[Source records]
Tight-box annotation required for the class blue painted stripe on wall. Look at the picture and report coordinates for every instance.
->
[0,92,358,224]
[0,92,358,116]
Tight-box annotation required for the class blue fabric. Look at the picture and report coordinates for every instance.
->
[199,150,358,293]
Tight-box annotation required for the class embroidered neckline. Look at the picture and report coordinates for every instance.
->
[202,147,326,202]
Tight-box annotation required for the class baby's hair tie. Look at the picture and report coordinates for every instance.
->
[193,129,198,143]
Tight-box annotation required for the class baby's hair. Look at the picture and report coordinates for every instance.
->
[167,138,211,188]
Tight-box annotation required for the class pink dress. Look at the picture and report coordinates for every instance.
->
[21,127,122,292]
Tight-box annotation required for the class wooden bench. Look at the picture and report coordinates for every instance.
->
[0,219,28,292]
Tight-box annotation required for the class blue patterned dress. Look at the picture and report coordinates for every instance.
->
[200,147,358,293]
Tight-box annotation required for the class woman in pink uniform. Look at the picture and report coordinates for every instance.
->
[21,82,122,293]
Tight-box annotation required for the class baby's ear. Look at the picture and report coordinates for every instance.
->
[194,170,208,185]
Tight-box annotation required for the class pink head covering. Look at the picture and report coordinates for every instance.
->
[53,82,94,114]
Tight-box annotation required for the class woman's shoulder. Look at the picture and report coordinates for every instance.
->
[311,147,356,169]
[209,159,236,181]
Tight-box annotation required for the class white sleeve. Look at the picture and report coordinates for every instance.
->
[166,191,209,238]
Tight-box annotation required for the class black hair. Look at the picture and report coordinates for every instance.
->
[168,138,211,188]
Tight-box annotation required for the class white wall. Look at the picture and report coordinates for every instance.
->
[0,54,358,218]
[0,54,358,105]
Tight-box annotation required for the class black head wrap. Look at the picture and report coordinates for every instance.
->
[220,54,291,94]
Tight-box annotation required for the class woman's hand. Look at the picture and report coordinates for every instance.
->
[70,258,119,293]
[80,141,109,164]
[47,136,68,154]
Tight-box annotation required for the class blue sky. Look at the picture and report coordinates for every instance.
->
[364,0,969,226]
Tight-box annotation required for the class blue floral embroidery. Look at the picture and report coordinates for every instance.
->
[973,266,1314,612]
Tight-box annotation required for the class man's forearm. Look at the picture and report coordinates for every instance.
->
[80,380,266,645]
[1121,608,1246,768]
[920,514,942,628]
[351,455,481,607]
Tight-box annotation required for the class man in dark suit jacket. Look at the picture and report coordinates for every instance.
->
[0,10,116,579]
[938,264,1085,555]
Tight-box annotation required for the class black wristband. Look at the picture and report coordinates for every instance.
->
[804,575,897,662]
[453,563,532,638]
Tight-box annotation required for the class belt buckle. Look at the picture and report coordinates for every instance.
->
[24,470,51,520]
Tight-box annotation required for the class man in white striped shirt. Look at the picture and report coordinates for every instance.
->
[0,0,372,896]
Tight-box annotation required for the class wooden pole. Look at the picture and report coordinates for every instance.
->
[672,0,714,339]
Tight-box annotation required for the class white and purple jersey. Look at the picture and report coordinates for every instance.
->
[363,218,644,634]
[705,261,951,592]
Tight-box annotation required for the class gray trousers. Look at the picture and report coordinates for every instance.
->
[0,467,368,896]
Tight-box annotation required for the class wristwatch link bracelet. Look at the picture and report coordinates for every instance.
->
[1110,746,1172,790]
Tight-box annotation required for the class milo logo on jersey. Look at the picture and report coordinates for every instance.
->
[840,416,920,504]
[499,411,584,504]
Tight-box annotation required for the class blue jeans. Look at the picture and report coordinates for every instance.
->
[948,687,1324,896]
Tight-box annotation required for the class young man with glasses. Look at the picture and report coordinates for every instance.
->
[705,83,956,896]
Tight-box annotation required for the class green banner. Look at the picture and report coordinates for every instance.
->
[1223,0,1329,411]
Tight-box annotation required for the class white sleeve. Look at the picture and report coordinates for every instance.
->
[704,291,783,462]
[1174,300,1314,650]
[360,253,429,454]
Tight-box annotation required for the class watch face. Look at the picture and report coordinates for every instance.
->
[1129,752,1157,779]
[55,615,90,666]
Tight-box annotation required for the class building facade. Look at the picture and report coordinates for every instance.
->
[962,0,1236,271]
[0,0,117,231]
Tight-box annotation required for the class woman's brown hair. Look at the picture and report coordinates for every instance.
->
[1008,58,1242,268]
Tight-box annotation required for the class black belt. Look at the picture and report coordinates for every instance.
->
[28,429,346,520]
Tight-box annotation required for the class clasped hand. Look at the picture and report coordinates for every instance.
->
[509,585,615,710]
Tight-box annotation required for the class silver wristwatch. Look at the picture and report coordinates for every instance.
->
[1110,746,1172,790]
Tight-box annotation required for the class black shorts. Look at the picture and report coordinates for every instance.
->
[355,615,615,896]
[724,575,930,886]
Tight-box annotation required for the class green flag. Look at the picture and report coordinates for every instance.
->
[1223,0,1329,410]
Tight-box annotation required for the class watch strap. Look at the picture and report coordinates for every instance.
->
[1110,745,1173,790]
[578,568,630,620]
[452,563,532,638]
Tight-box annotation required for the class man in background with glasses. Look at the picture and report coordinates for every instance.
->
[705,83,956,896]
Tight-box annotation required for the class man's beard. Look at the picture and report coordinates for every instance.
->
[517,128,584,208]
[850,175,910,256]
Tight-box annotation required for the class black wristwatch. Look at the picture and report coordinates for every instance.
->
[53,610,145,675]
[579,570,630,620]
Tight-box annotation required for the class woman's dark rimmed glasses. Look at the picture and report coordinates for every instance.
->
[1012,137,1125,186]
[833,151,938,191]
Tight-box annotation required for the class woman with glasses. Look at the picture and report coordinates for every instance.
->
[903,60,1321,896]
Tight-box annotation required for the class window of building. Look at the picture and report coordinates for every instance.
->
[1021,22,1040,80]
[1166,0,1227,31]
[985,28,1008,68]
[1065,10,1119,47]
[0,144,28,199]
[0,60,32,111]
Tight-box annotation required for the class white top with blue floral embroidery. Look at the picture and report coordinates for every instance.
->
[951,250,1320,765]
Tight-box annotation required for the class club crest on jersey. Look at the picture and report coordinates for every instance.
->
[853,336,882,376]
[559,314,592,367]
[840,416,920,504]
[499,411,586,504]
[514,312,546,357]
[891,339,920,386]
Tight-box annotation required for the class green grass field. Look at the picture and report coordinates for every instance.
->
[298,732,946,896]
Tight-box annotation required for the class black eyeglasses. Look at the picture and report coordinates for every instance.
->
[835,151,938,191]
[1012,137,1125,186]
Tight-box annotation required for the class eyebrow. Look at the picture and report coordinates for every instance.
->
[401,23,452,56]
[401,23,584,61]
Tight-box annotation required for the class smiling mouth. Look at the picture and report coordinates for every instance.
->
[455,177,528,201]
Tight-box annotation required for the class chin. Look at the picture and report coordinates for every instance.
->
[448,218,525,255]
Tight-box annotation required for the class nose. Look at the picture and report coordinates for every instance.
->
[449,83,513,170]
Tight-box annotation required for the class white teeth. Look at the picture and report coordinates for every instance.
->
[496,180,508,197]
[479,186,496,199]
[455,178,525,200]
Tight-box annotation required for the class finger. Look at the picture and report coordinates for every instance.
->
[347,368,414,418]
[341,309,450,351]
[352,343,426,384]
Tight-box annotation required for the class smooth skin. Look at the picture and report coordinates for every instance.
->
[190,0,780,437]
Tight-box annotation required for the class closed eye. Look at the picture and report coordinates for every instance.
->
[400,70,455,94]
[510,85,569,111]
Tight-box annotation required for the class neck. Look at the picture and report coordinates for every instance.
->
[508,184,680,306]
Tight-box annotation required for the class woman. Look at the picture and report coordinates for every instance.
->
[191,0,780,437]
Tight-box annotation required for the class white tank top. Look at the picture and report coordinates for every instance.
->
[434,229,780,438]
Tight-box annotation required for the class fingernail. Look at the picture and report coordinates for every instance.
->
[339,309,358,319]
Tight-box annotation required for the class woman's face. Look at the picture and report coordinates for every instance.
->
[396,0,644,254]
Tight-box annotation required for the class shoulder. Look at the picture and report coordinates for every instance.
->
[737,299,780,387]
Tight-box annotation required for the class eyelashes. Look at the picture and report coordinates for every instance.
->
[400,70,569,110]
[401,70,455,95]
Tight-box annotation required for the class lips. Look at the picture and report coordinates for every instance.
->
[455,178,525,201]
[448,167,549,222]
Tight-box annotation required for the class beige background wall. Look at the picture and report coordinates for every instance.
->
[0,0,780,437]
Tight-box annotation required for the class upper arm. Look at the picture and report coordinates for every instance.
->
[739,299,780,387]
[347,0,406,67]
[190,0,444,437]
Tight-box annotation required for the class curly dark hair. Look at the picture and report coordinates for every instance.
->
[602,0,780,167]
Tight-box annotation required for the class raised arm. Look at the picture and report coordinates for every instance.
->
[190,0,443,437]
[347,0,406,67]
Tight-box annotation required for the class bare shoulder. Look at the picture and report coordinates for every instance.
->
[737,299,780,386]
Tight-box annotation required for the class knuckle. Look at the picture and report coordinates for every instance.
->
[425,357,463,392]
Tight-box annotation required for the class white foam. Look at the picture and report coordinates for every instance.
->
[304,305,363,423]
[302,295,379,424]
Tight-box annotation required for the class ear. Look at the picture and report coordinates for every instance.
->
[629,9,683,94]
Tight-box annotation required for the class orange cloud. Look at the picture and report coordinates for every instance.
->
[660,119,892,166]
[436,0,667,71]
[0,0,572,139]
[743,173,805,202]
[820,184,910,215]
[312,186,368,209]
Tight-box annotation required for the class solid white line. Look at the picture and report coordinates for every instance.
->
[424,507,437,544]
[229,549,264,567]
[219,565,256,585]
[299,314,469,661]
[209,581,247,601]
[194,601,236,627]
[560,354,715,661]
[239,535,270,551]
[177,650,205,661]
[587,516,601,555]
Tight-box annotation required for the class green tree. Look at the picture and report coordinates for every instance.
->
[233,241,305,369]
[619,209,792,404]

§ Set problem
Give the lines from the start of the items through the line with "[199,150,358,293]" as a numbered list, including that final line and leaving out any blank lines.

§ Correct result
1. Tight-box annotation required for the class blue painted stripe on wall. Look at the picture and report coordinates for every instance.
2. ->
3. [0,92,358,224]
4. [0,92,358,116]
5. Tight-box annotation required for the class blue fabric. Look at the picture and report coordinates for every instance.
6. ->
7. [199,150,358,293]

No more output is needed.